■ **SET TASKS**:
a: According to the passage on direct democracy, what would be the best way to manipulate a decision-making body?
b: Carry on the passage about direct democracy and assembly size, starting after its final sentence.

■ **ARTICLE**:
--- begin ---
Thus, the agenda of any larger-scale assembly depends on its organizer (s) to decide on a timetable, appoint speakers and regulate meetings.
The larger the assembly, the more privileges the organizer (s) have, the weaker the voice of ordinary participants and the more limited their chances of playing an active role in politics.
Effective communication and discussion would be even more difficult.
If one or more powerful organizers could dominate the outcome, direct democracy would be dead.
Although direct democracy requires as many participants as possible, the more people participate, the less effective they are.
In addition, it is easier to manipulate a majority than a minority. As a result, direct democracy would often become a “paradise” for ambitious schemers.
The best way to manipulate a decision-making body would be to increase its size. An assembly of thousands of people might just be a forum for the organizer (s) to report, but not a parliament for everyone to have their say.
--- end ---
■ **Raw records**:
--- begin ---
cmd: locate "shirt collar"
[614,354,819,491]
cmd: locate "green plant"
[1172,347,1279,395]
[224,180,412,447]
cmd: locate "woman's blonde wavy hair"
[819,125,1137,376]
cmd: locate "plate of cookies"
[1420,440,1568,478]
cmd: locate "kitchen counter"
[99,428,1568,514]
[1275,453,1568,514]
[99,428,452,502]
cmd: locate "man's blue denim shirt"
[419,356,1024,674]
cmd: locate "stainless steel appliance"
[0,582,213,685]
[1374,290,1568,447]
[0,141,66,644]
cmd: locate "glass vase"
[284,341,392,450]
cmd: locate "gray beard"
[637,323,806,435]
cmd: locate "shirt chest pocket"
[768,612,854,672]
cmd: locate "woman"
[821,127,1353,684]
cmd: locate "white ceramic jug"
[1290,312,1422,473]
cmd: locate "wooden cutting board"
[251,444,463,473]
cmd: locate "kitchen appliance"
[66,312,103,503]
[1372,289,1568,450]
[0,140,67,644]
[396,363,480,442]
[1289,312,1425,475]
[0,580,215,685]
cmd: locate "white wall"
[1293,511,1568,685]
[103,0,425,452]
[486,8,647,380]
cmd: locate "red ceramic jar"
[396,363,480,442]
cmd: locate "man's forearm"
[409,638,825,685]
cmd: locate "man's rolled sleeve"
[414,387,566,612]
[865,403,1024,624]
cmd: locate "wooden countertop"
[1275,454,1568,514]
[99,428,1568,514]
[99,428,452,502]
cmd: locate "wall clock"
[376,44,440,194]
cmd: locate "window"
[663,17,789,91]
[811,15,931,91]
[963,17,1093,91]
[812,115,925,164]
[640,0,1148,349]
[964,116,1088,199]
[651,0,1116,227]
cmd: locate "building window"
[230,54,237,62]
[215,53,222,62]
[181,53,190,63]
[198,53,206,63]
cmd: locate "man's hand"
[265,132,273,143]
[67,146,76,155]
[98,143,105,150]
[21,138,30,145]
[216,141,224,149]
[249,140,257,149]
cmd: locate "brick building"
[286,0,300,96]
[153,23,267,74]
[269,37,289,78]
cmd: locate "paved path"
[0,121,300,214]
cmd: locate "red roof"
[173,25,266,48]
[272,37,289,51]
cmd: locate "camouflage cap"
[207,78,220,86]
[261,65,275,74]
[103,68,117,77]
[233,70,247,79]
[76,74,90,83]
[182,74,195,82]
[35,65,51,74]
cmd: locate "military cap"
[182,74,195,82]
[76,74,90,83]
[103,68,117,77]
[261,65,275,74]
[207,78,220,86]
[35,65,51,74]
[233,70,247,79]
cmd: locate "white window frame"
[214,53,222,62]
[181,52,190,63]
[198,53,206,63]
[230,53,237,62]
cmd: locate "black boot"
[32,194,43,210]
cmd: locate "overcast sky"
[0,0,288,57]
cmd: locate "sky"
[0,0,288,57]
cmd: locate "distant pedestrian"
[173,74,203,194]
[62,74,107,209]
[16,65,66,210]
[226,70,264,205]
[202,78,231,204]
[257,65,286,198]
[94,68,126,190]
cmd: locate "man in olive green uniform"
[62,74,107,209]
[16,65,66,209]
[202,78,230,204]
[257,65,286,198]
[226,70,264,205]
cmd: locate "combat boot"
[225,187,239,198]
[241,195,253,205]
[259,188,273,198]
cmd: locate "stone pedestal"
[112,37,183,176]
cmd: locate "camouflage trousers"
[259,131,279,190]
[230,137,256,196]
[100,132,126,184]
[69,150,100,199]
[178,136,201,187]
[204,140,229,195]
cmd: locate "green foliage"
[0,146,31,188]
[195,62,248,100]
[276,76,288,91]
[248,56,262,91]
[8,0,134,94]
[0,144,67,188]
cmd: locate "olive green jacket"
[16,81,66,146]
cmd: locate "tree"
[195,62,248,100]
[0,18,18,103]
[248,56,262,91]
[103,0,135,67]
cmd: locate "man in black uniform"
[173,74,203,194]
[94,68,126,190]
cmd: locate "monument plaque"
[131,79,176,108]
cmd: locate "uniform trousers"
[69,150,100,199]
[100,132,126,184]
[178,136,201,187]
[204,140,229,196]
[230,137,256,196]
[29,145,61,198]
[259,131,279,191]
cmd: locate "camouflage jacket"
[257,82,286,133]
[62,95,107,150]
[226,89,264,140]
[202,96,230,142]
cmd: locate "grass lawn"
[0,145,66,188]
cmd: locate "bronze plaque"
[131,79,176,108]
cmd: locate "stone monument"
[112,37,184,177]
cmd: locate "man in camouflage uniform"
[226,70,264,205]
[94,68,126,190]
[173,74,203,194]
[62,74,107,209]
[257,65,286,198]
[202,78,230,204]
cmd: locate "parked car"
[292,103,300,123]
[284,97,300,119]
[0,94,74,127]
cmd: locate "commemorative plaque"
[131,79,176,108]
--- end ---
--- begin ---
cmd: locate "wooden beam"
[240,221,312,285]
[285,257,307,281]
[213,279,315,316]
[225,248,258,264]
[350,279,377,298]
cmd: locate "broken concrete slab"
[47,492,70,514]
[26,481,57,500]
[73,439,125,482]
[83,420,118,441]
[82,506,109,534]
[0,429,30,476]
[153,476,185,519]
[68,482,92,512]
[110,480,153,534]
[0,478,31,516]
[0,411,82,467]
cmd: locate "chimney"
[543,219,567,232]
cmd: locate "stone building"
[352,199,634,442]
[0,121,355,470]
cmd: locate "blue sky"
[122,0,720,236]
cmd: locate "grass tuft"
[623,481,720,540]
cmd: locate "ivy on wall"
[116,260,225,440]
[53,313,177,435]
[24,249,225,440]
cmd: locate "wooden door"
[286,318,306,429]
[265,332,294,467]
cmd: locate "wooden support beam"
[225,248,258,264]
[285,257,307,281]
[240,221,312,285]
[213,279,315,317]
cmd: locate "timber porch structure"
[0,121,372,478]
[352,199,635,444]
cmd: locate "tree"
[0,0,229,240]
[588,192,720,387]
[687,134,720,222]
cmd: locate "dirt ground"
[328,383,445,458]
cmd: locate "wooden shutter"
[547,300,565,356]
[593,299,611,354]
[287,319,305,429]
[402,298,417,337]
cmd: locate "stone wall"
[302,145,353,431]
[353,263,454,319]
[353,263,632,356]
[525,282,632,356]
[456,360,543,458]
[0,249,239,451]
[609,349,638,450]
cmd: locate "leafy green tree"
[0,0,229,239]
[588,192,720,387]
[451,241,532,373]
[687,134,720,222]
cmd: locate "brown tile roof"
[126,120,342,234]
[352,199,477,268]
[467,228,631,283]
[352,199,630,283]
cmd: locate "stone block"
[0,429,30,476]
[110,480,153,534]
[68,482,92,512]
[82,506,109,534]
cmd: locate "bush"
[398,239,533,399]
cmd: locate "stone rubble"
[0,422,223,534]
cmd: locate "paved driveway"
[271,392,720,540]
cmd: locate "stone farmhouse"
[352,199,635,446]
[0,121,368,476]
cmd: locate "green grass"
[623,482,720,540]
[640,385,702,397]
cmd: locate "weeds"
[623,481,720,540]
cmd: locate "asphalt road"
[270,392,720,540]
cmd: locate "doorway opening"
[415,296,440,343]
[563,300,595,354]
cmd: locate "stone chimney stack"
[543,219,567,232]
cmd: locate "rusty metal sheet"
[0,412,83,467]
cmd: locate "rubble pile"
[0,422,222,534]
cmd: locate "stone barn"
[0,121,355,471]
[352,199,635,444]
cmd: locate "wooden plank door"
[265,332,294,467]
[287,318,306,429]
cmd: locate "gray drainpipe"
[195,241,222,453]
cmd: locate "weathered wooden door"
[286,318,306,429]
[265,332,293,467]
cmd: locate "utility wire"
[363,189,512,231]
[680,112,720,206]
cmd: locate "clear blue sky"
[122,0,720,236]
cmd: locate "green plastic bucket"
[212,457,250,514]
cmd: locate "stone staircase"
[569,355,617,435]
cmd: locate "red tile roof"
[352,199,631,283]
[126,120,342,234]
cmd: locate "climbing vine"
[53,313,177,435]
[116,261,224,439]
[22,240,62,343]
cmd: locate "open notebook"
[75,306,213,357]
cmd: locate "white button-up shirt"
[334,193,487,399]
--- end ---
■ **ANSWER SET**:
a: The best way would be to increase its size.

b:
Direct democracy in the strict sense only exists in the imagination of a utopian dreamer. That of ancient Athens was not an absolute direct democracy, as these assemblies were not open to all citizens and the administration was carried out by representatives elected by the tribes.
Even if we copy the Athens model, dividing a state into smaller political units of 50,000 people each, and applying direct democracy in those units, the state regime would never be directly democratized.
As long as each unit elected people to form the national parliament, it would be an indirect representative democracy, instead of a direct democracy. Therefore, in modern societies, direct democracy is simply not feasible!